BEGIN
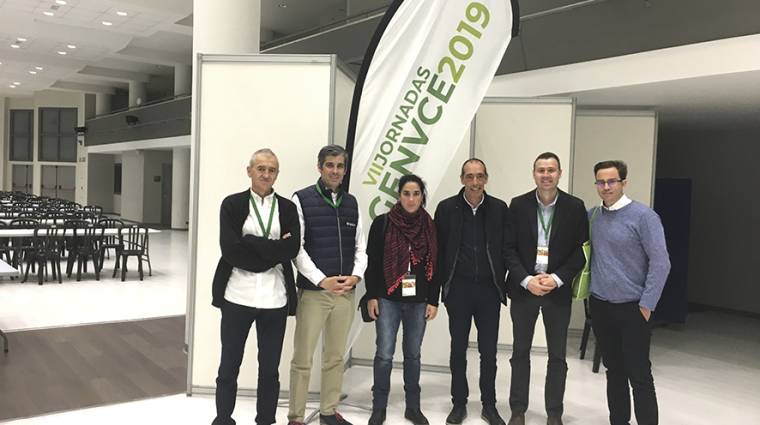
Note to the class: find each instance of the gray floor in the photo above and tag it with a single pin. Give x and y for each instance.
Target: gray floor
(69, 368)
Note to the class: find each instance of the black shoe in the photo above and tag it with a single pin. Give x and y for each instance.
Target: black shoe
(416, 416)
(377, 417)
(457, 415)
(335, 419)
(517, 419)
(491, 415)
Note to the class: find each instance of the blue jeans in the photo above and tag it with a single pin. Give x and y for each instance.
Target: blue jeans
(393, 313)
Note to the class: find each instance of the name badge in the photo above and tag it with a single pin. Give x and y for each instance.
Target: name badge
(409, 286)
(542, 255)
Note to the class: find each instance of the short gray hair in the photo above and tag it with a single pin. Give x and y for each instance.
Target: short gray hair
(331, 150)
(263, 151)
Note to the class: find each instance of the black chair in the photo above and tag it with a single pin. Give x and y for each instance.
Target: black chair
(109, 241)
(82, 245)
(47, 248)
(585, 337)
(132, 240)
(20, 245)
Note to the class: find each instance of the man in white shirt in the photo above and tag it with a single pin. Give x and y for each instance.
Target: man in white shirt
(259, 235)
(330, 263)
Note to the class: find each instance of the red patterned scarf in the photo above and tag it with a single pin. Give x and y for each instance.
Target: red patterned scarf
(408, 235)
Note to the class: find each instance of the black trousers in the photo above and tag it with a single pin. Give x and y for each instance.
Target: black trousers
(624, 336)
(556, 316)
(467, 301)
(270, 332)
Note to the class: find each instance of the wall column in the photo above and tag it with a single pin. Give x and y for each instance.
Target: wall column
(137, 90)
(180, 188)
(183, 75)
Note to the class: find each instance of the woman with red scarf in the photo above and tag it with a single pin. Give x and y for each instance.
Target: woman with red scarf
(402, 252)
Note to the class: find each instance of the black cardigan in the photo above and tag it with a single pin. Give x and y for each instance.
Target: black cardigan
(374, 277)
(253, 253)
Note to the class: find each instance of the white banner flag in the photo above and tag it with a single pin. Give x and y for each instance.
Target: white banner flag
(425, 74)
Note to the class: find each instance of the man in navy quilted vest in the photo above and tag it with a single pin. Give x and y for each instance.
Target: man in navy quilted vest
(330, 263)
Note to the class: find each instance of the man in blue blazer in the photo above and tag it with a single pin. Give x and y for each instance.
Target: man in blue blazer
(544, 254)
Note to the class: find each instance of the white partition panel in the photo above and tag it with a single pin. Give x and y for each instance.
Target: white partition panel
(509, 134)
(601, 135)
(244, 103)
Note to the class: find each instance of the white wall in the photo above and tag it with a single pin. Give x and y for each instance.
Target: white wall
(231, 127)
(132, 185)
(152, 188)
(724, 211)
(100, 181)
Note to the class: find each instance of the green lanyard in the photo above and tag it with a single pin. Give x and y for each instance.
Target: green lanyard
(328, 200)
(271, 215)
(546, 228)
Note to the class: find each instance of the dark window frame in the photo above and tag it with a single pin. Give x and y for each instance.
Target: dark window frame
END
▶ What you are asked to do
Repeat word for word each line from the one with "quilted vest in" to the end of the records above, inclusive.

▶ Completed task
Note to the class: find each instance of the man in navy quilted vest in the photo above and tag it with a single pin. Give x and y for each instance.
Target: man in navy quilted vest
(330, 263)
Note to the class: find each instance of the man in blue blazer in the photo above and tag it with a single pin. Give x and y for each instance.
Target: man in blue blazer
(544, 254)
Note to the class: find each instance of the white partition panel in the photo above and tag it with a single pin. Give x and y for each instance.
Target: white partition panel
(509, 134)
(601, 135)
(244, 103)
Note to the class: find each instance of the white wall in the photo above and tag it with a single pin. Give x and y for each instance.
Target: white wall
(231, 127)
(132, 185)
(152, 188)
(724, 211)
(100, 181)
Note to the class: find each instance of the green lanyard in the photo above and tag it with a single pin. Give x and y for each instance.
Target: green lanyard
(328, 200)
(271, 215)
(546, 228)
Note to the class: find each instance of the dark window frame in the photo above and tag it with a single pin. Give x and y for each instance.
Target: dark window frame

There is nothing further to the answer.